# READING PASSAGE:
THE LIBERAL-REGRESSIVE MODERN AGE
By Oliver Nachtweg
[This article published in July 2011 is translated from the German on the Internet, http://www.blaetter.de/archiv/jahrgaenge/2011/juli/die-liberal-regressive-modern?print
. Oliver Nachtweg is an author and co-worker in economic sociology at the University of Trier active in social movements and globalization criticism.]
Like the 1989/1990 revolutions in Eastern Europe, no one in the West saw the Arab revolutions coming. Anthony Giddens, the most respected social-democratic theoretician of the last 30 years, recently described Gaddafi’s regime as a one-party system that “was not especially repressive and said the dictator was very popular. Gaddafi’s son studied at the London School of Economics where Giddens was president until 2003 and received a considerable gift when his study ended.
The real cause of this blindness lies much deeper. In politics and political science, people largely agreed since the alleged “end of history” (Francis Fukuyama) that revolts and revolutions belong to the past. When a revolution happens, it appears every time as a “black swan,” the unforeseen exception to the rule. 
The Harvard scholar Adam K. Webb criticized the doctrine of the disappearance of revolution in 2006.  In his opinion, those processes that make a national revolution unlikely – namely globalization, the triumphant procession of democracy, the interdependent international system of states and the formation of supra-national institutions – also make a regional or global revolutionary crisis improbable.
Webb who is not a leftist also did not see any immediate revolutionary situation for the developed market economies. In his scenario, the global financial crisis did not occur. However the structural change of democracy to “market-serving governance” and the growing power of supra-national institutions (like the International Monetary Fund and the World Trade Organization) were signs of future revolts.
THE WEST IN CRISIS
In Arabia, the unity of lack of democratic and social perspectives triggered the mass demonstrations against the authoritarian regimes. In 2011, we witnessed this in Spain, Portugal, Greece, Ireland, Italy and Great Britain. What is the situation in Europe?
In Europe there is no revolutionary situation today – and there will not suddenly be a revolutionary situation. The latest protests are eruptions of accumulated discontent and deep estrangement from the liberal modern age, not episodic periodic events. Europe is in broad revolt against the ignorance of democracy and the structural adjustment programs of the European Union and the International Monetary Fund (IMF). Here the youth marked by precariousness, unemployment and lack of perspectives become supporters of a new democratic politics. 
The financial crisis of the states – intensified dramatically by the costs of bailing out the banks – shifts the costs to the broad population without touching the wealth of the economic elites in many countries. Mass demonstrations and general strikes are the result. Despite Stuttgart 21 and a new anti-nuclear movement, Germany is still the great exception – above all on account of its relative economic stability.

# THE RECORDS:

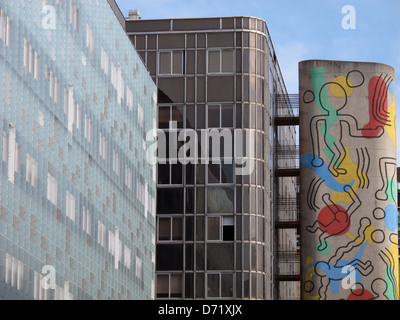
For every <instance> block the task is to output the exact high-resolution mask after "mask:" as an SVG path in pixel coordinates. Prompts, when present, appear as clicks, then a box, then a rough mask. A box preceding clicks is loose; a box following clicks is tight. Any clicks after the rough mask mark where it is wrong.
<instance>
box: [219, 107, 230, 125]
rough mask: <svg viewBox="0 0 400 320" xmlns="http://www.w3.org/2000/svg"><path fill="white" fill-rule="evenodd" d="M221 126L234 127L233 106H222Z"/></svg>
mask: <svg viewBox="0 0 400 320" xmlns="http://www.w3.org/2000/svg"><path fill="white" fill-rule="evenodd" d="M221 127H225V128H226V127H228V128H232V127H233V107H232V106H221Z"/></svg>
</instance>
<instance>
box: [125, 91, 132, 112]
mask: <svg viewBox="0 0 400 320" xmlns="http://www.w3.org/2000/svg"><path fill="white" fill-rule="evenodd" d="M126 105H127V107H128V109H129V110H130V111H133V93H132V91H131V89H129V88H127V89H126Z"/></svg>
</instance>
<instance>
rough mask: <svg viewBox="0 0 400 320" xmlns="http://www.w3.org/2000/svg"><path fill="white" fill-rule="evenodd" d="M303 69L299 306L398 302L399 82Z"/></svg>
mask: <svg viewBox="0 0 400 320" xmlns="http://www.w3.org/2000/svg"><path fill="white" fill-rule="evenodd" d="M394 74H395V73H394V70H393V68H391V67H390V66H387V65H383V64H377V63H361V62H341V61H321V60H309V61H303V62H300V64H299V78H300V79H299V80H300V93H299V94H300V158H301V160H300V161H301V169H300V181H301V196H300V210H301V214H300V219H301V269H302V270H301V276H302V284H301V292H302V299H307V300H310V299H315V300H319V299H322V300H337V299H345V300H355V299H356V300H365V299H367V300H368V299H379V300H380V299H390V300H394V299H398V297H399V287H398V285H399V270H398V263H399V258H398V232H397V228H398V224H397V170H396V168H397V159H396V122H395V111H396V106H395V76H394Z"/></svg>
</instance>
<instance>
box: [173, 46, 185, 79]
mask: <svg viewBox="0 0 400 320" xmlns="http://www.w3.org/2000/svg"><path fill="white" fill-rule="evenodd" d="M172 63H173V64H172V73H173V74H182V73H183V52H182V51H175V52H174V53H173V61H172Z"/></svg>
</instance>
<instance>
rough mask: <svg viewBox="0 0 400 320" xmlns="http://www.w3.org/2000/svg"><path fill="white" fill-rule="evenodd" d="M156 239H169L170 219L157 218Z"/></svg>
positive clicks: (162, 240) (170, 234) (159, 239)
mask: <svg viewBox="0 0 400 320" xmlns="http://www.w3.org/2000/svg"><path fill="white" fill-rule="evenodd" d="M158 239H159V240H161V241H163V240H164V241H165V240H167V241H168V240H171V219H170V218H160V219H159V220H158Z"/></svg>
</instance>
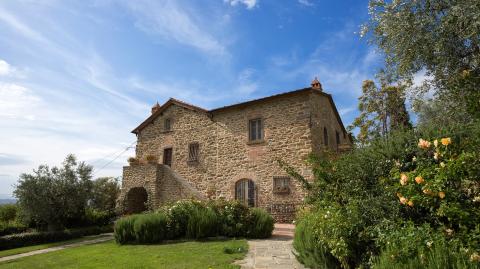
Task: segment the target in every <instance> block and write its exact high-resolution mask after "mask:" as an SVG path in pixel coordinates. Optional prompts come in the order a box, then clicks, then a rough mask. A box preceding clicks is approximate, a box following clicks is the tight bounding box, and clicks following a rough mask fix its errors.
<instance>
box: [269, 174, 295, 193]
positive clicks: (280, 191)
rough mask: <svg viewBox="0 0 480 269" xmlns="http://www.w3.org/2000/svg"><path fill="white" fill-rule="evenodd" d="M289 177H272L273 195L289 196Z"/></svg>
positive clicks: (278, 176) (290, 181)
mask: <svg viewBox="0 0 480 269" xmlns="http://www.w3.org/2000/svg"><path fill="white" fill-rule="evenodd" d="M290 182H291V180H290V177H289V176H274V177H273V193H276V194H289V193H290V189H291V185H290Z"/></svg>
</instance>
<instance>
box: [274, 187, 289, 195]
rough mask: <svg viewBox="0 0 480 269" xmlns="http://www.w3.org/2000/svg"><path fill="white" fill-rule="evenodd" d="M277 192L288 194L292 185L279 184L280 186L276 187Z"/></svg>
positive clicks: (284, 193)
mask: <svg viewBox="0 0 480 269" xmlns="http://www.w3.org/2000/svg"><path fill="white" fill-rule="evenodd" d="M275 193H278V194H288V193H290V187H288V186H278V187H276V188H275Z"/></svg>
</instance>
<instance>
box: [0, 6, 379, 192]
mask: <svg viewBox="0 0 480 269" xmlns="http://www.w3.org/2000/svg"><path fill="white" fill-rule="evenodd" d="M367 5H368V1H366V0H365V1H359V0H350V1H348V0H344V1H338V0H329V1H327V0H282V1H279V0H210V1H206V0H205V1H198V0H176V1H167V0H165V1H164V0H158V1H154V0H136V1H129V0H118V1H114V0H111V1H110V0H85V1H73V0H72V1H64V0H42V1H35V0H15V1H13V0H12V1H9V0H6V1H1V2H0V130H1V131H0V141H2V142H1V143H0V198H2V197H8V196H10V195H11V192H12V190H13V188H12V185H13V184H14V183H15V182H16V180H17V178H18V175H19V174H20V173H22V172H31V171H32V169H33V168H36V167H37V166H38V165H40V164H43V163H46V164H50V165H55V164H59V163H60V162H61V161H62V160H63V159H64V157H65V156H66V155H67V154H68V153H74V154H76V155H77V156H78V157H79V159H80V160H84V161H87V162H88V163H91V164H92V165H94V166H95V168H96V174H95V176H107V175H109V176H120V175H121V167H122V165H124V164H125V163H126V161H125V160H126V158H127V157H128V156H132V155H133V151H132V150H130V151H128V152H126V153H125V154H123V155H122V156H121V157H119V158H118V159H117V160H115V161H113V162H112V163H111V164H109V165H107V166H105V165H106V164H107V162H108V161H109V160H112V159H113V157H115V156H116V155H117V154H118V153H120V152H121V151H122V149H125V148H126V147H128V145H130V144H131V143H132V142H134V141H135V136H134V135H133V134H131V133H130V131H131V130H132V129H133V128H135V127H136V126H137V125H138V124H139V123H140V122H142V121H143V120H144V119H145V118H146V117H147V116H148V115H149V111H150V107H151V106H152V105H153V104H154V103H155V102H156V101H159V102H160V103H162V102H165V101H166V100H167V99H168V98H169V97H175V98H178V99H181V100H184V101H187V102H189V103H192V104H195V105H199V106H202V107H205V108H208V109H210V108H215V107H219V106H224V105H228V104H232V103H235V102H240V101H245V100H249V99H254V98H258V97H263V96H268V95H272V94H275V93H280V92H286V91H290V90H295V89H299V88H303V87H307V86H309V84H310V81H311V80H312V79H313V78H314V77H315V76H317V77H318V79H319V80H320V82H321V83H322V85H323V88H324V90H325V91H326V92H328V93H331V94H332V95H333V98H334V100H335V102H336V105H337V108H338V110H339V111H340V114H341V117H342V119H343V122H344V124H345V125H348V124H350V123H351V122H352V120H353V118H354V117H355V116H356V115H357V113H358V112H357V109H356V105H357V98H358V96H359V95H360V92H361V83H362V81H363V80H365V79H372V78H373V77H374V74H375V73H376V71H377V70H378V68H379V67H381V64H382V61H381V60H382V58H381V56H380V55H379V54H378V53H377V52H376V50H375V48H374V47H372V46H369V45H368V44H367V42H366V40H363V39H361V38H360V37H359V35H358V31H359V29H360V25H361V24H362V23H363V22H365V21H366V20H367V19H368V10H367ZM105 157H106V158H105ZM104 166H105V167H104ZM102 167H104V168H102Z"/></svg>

# JOB A:
Please pick out every row that contains the word "positive".
# JOB B:
Carry the article on revolution and crisis in Europe forward from the point where it ends.

# RESPONSE A:
positive clicks: (162, 240) (170, 234) (159, 239)
positive clicks: (280, 191)
positive clicks: (278, 176) (290, 181)
positive clicks: (284, 193)

# RESPONSE B:
In other states, the sharpest social cuts since the Second World War occurred in the last months. Triggered by these cuts, a new unconventional democratic politics blazes the trail. Widespread accepted civil disobedience, “enraged citizen” protests and political strikes sprout up from the ground. Inspired by the protests at Tahrir Plaza in Cairo, many public places – from Madrid to Madison/ Wisconsin – become the new Agoras, places of the democratic public.
Paradoxically the new democratic politics mostly passes by the established leftist actors and parties. These actors are largely seen by protestors as part of the establishment and thus as part of the problem.
Western democracies do not really see the crisis of their own model. In the past 60 years, the societies of the West and their parties were stable because they made possible social ascent and social integration. The direction of development is reversed today. Societies of descent, precariousness and polarization have come out of societies of ascent. Inequality has risen considerably in nearly all OECD countries.  The western, liberal-social modern age has eroded just where it functioned so successfully in the last 50 years: the free self-determination of the individual. The social state of the post-war years as the “political embodiment of mass democracy”  gave citizens the positive freedom for individual conduct under conditions of social security.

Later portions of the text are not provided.